[A run of records]

----

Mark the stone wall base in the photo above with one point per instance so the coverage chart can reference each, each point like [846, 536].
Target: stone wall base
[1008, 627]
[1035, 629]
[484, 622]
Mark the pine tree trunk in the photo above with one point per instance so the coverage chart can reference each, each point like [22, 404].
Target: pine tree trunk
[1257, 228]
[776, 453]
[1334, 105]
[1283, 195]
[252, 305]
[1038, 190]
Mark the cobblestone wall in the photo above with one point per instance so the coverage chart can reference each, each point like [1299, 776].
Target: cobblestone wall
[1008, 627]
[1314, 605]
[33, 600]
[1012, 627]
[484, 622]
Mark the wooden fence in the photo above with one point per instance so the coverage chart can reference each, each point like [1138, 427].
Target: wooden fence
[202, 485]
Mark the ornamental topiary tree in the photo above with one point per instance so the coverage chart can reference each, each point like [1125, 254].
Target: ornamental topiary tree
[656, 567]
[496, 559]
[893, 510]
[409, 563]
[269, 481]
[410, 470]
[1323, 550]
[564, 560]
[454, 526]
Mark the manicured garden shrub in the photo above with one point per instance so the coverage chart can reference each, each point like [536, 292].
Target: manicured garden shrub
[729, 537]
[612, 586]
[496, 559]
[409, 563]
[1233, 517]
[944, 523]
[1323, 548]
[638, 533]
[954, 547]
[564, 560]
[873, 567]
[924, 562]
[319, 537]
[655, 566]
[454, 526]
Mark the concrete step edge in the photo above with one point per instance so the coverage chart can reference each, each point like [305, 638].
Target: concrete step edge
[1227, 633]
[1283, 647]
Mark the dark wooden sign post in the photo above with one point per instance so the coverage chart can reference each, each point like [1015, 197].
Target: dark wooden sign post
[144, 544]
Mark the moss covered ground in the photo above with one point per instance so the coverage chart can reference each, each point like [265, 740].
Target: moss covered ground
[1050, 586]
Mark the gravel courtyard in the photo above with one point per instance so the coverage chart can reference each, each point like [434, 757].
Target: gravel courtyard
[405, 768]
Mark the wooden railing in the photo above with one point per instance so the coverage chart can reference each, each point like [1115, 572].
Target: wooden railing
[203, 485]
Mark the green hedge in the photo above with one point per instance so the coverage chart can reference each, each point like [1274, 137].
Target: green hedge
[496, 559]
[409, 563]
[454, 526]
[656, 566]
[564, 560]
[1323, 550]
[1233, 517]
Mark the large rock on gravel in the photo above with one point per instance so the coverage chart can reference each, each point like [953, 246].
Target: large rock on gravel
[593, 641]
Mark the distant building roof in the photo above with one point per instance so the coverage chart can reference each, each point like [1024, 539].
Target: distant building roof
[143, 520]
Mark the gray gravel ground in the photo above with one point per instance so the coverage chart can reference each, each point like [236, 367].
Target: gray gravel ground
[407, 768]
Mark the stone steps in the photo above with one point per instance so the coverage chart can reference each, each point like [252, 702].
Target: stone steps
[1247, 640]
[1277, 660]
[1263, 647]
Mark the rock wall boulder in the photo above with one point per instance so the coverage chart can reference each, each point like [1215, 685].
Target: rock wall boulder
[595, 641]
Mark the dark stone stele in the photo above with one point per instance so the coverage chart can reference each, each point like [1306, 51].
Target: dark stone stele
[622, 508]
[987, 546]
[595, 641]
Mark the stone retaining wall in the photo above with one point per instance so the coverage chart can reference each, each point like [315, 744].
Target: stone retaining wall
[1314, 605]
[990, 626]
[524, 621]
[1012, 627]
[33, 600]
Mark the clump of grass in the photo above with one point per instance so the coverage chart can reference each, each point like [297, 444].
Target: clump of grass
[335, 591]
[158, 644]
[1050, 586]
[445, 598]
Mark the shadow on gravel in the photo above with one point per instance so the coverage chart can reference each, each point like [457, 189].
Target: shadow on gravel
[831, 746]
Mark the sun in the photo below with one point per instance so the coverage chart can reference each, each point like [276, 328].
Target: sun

----

Written exercise: Rewrite the items above, changing every "coverage chart" to "coverage map" and leaving everything else as it stands.

Solution for this problem:
Mark the stone wall base in the photo above with one point per instance so the coverage map can reference each, each point like [846, 536].
Target: stone wall base
[1008, 627]
[1035, 629]
[484, 622]
Mark the pine tree trunk in the photo above with one point per instance so the coverage map can reference each, each point like [22, 404].
Target: pine tree trunk
[1257, 228]
[776, 453]
[1334, 105]
[1283, 195]
[252, 305]
[1038, 190]
Mark the cobblestone wall in the photo above with one point per instance so the coverage map can reference each, each point like [1299, 776].
Target: cobblestone wall
[1008, 627]
[1314, 605]
[33, 600]
[1012, 627]
[484, 622]
Mark the wooden fence in the photo above with one point per instance so the coverage map can reference each, each point like [1138, 427].
Target: wooden fence
[202, 485]
Mark the ornamental topiary tree in the photo above with one point per instance so the coverage map can reference each, each point like [1125, 254].
Target: ornamental topiary tree
[656, 567]
[496, 559]
[893, 510]
[409, 563]
[269, 481]
[410, 470]
[1323, 550]
[564, 560]
[454, 526]
Mark the manicured garden shrub in the photo above with one point per instance so the coverage map can reference each, each point like [536, 292].
Target: manicured garden shrub
[729, 537]
[612, 586]
[496, 559]
[409, 563]
[1233, 517]
[944, 523]
[1323, 548]
[638, 533]
[954, 547]
[564, 560]
[873, 567]
[924, 562]
[319, 537]
[655, 566]
[454, 526]
Mark the concrete step edge in the photo above with one point per instance so the coverage map can reference each, each point like [305, 638].
Target: concrete step edge
[1227, 633]
[1283, 647]
Mark the dark wooden sign post in the photo above with one point per instance so the coverage map can reference each, each point like [1015, 197].
Target: dark wooden sign post
[144, 544]
Mark the moss covered ground in the photo above with one point per instance so the coverage map can reference each, each point like [265, 740].
Target: moss covered ground
[1050, 586]
Mark the gravel courtyard in the photo above with one point per instance so the coverage map can reference each, each point like [434, 757].
Target: gravel courtyard
[405, 768]
Mark the wooden railing in the photo above with one point per instance so the coverage map can reference each, each point like [1115, 572].
Target: wooden railing
[203, 485]
Mark the green hedge in the photo above with one point per instance so the coverage map can reference each, each point like [1274, 137].
Target: green hedge
[496, 559]
[409, 563]
[454, 526]
[656, 566]
[564, 560]
[1323, 550]
[1233, 517]
Mark the large rock on gravel in the photo above with one point per instance so the coverage map can reference each, each point like [953, 246].
Target: large rock on gravel
[593, 641]
Mark the distant building roof in the photo above with one point per instance so the coverage map can reference each, each point like [1024, 539].
Target: distant building roof
[143, 520]
Mark the gray gravel ground in the photo above with one point per instance so the coverage map can reference each, each point like [236, 367].
Target: gray gravel ground
[407, 768]
Mark the stone steps in the photo above with one point per instance so the coverage map can reference each, each point like [252, 702].
Target: stone steps
[1247, 640]
[1277, 660]
[1263, 647]
Mark the rock wall boulder in the photo above with one point per instance so the coverage map can reference each, each point like [1215, 685].
Target: rock wall boulder
[595, 641]
Mark the dark stone stele in the photo above with one point per instance so the coverage map can reference each, each point like [1306, 51].
Target: dark stone stele
[622, 508]
[987, 546]
[595, 641]
Mark the stone retaining wall in the photo above with one point per instance so the coverage map can reference each, each point like [315, 744].
Target: stone retaining wall
[1314, 605]
[990, 626]
[524, 621]
[1012, 627]
[33, 600]
Mark the clump of grass in the photo above with one point per instance so the coverage map can reference each, each point like [297, 444].
Target: clump of grass
[335, 591]
[158, 644]
[1050, 586]
[445, 598]
Mark the shadow on gravel in the photo above with one point per instance so the coverage map can reference each, each point like [457, 189].
Target: shadow on gravel
[831, 746]
Mark the sun in the photo below with one point per instance so the coverage map can reference each, each point like [276, 328].
Target: sun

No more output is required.